*Material for this task*.
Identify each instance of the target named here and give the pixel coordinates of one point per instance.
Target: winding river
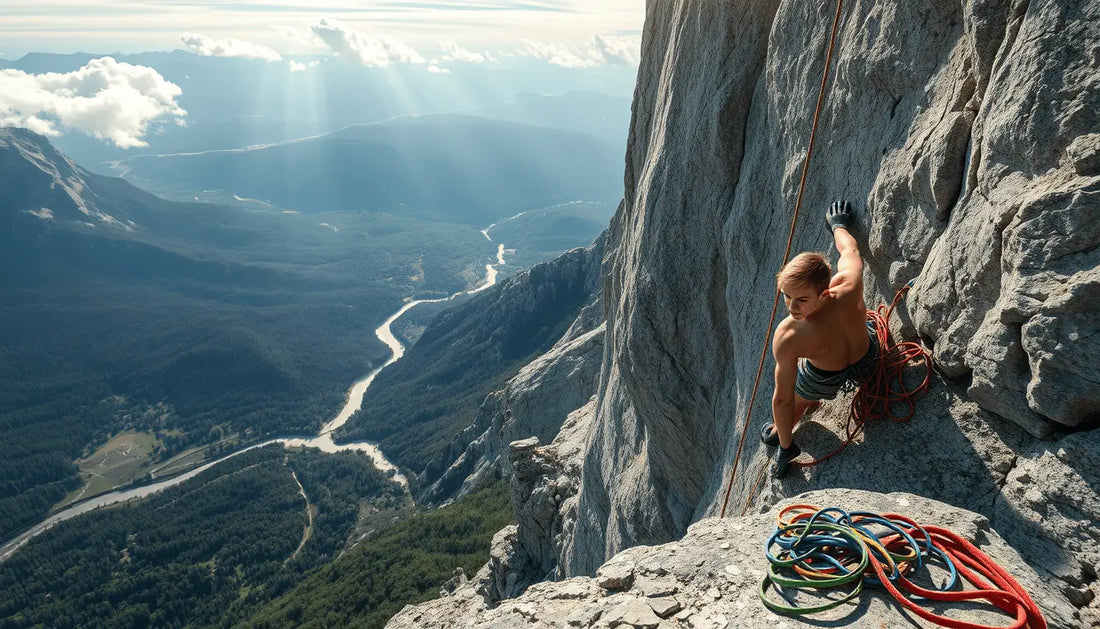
(322, 441)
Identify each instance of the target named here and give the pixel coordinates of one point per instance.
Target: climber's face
(802, 300)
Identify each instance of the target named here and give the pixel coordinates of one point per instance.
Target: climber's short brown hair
(810, 269)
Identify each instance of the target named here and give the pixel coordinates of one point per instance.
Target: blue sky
(118, 102)
(286, 28)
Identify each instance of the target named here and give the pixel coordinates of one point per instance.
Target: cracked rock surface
(965, 134)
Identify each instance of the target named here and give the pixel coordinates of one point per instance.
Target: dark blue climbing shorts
(816, 384)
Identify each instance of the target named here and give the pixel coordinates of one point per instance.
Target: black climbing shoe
(769, 436)
(784, 458)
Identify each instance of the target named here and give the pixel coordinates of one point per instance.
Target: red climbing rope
(829, 548)
(883, 386)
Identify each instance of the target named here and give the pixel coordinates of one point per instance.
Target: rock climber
(826, 344)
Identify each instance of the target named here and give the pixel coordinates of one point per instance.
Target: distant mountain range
(446, 167)
(233, 102)
(233, 320)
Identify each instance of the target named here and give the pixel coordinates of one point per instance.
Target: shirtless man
(826, 342)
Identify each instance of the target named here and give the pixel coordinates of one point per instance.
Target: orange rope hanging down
(787, 253)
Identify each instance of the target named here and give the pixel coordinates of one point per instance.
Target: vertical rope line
(787, 254)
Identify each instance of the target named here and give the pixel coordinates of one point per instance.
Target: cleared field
(127, 456)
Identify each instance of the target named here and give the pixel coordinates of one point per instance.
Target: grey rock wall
(966, 135)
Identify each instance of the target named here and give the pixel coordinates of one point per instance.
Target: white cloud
(619, 51)
(602, 51)
(371, 51)
(457, 53)
(209, 47)
(298, 66)
(106, 99)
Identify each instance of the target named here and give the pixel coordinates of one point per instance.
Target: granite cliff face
(968, 136)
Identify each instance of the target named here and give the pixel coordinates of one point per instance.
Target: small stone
(615, 576)
(585, 617)
(1079, 596)
(634, 613)
(569, 589)
(664, 606)
(1085, 153)
(656, 587)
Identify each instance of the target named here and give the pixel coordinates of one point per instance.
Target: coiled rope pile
(823, 549)
(883, 386)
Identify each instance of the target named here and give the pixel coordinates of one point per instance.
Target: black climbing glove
(839, 216)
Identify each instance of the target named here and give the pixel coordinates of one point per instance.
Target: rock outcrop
(966, 134)
(710, 578)
(536, 401)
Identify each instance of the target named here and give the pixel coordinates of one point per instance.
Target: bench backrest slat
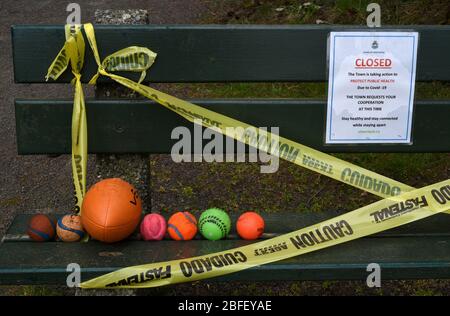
(127, 126)
(218, 53)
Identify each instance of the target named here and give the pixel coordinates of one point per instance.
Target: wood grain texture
(400, 258)
(130, 126)
(218, 53)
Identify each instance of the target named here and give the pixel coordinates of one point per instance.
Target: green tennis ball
(214, 224)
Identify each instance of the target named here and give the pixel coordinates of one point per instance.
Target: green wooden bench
(220, 54)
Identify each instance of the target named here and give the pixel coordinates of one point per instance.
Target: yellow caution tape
(73, 51)
(402, 204)
(370, 219)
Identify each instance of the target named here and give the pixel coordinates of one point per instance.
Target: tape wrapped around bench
(142, 126)
(219, 53)
(413, 251)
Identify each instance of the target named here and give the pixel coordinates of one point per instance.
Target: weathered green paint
(130, 126)
(400, 258)
(215, 53)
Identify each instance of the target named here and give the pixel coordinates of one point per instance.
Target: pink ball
(153, 227)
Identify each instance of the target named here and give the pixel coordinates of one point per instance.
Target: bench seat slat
(141, 126)
(400, 258)
(218, 53)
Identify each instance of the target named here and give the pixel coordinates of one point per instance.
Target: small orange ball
(250, 225)
(182, 226)
(69, 228)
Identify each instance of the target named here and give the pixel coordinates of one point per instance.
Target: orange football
(111, 210)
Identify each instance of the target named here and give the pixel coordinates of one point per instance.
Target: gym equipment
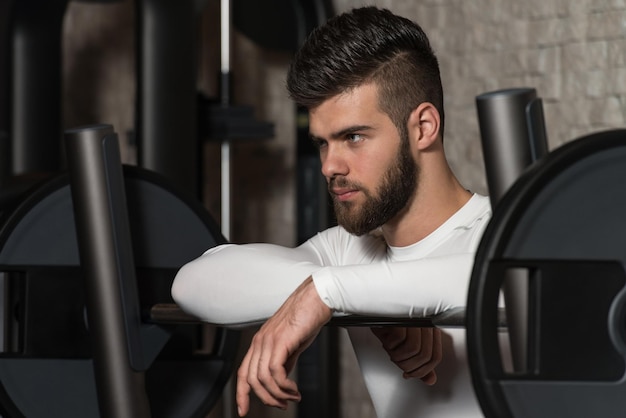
(513, 137)
(57, 306)
(561, 226)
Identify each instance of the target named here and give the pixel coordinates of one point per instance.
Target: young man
(406, 241)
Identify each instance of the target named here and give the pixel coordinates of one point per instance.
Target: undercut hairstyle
(368, 45)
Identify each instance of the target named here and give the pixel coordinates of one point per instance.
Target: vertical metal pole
(166, 113)
(106, 256)
(513, 136)
(36, 130)
(225, 81)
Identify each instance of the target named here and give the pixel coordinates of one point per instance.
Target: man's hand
(276, 346)
(417, 351)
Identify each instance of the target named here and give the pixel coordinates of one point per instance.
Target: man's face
(369, 169)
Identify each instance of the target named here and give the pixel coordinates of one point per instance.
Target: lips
(343, 194)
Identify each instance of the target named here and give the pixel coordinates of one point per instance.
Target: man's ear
(424, 125)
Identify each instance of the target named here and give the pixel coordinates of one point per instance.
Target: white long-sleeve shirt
(236, 285)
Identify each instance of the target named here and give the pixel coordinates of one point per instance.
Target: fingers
(266, 377)
(422, 365)
(417, 351)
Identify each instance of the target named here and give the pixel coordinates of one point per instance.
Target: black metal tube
(36, 127)
(105, 249)
(167, 97)
(513, 137)
(509, 145)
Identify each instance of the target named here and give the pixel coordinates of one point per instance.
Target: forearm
(235, 285)
(402, 289)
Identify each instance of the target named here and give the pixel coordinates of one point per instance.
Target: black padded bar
(167, 132)
(513, 137)
(103, 234)
(36, 27)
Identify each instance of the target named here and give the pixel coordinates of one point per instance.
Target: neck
(439, 195)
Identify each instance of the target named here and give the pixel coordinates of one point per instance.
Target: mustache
(342, 182)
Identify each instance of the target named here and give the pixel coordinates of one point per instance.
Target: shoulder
(338, 247)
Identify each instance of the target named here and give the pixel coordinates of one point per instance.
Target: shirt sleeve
(411, 289)
(240, 285)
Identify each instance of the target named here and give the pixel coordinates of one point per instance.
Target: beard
(398, 186)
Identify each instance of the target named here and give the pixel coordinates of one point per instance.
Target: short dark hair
(368, 45)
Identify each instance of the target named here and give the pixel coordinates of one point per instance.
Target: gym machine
(85, 255)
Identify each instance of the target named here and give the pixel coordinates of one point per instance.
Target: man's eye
(355, 137)
(319, 143)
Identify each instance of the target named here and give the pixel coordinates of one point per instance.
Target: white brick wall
(572, 52)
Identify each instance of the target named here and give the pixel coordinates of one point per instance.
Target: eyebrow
(343, 132)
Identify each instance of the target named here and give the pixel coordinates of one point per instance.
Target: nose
(333, 161)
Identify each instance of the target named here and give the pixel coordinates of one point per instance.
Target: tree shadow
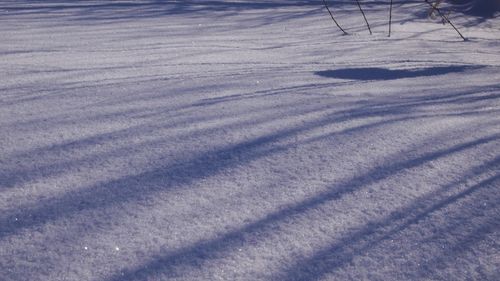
(376, 73)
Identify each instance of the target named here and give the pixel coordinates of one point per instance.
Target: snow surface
(247, 140)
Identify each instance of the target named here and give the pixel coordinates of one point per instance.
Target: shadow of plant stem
(226, 242)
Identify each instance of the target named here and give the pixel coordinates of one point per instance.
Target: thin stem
(390, 19)
(331, 15)
(444, 17)
(362, 12)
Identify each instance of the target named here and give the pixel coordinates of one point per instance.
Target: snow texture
(247, 140)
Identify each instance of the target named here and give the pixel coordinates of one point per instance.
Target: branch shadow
(375, 73)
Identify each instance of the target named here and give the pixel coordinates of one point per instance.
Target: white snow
(247, 140)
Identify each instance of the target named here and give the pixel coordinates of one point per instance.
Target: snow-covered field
(247, 140)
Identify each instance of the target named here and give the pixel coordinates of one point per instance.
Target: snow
(247, 140)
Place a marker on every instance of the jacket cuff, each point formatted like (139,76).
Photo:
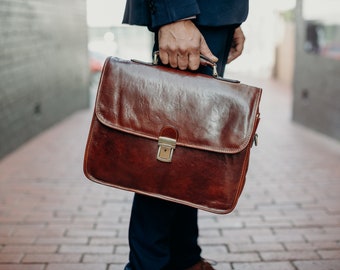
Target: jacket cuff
(168,11)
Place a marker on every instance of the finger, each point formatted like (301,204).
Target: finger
(173,59)
(182,61)
(194,61)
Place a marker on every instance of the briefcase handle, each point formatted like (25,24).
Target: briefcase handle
(207,60)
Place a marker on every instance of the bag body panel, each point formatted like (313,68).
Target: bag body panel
(141,100)
(215,121)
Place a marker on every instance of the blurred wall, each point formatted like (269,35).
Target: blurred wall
(316,100)
(43,66)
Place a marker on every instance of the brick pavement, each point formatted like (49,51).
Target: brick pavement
(288,218)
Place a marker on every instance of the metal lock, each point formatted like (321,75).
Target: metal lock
(166,147)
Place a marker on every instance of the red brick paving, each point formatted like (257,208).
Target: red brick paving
(288,218)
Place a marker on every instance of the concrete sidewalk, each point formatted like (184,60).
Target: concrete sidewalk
(288,217)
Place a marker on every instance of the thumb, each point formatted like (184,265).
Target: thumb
(204,50)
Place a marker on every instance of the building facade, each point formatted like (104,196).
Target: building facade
(44,74)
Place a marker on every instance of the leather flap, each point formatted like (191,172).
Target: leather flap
(208,113)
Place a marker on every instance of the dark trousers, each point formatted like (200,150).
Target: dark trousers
(163,235)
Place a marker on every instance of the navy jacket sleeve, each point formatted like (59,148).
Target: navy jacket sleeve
(168,11)
(155,13)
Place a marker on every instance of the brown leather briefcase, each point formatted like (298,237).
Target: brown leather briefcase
(176,135)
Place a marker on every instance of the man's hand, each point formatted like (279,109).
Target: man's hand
(180,45)
(237,45)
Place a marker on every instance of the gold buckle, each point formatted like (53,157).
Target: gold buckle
(166,147)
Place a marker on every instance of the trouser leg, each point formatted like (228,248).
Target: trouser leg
(157,227)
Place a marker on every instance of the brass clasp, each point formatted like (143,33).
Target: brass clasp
(166,147)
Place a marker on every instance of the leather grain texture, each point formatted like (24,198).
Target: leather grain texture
(212,121)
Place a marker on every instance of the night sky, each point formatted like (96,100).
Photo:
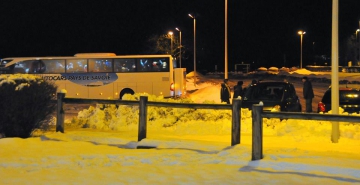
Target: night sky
(260,32)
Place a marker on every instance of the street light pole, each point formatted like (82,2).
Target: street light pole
(301,33)
(358,30)
(193,17)
(171,33)
(226,42)
(179,44)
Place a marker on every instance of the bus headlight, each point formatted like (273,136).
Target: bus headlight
(276,108)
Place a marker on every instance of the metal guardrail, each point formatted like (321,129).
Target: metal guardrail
(143,104)
(257,116)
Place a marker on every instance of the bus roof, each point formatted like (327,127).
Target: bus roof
(94,54)
(80,55)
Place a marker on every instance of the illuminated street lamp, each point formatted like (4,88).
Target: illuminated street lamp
(358,30)
(171,34)
(301,33)
(193,17)
(179,44)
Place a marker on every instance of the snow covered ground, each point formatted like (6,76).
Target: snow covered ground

*Stated goal*. Copy the stretch from the line containing "Place a marker on every instance of the bus roof, each" through the end of the records, reproducing each line without changes.

*Response*.
Place a marker on every instance of the bus roof, each point formatted like (327,127).
Target: bus roof
(94,54)
(80,55)
Place a marker on every instance of the illuminated street lamp, each point formatted like (4,88).
Target: illuminated street lamp
(358,30)
(171,34)
(301,33)
(193,17)
(179,44)
Place a marker on every instance of the snow covered ground, each point formatted like (6,76).
Target: snow covered ground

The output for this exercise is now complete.